[DATA SHOWN — start]
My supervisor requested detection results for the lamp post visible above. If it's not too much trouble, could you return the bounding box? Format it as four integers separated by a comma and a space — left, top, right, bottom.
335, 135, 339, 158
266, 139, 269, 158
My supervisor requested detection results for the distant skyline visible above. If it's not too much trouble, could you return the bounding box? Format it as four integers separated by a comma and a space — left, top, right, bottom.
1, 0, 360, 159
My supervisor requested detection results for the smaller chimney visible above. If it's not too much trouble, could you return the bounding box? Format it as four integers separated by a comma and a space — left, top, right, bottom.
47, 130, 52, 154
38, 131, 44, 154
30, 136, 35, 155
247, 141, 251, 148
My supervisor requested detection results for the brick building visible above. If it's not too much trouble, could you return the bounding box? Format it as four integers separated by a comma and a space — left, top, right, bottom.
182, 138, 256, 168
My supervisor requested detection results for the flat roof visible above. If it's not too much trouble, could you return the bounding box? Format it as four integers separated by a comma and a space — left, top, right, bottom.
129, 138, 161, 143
[DATA SHOWN — finish]
[DATA SHOWN — start]
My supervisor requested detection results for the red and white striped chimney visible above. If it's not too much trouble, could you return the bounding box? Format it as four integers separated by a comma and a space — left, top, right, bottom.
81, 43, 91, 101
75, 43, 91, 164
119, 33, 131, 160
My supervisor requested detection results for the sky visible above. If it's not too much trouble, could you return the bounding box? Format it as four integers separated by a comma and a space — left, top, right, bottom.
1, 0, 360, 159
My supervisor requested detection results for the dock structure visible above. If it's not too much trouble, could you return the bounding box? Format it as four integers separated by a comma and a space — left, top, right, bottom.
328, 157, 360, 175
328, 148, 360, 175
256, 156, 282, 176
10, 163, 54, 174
[DATA SHOWN — finish]
[DATA SHOWN — start]
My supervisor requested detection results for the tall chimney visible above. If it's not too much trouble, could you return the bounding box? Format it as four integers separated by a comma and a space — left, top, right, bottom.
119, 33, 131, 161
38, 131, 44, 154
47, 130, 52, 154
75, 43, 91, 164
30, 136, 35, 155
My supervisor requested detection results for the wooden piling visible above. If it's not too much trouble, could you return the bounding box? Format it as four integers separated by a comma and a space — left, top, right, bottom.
[DATA SHOWN — finish]
Beginning at the line above that contains "My supervisor requested detection results for the tall", return each line exactly through the line that contains "My supervisor requested detection results for the wooden", and no others.

My supervisor requested detection results for the tall chimney visible above. If it's not too much trouble, could you return the bounding box? Format it as four integers separated by a comma and a space — left, top, right, bottom.
119, 33, 131, 161
38, 131, 44, 154
47, 130, 52, 154
75, 43, 91, 164
30, 136, 35, 155
My supervisor requested detection results for the wooden piling visible above. If it's not too much trouble, could you return the bounding box? Format it as four integers separated by a comma and a space — left, top, right, bottom.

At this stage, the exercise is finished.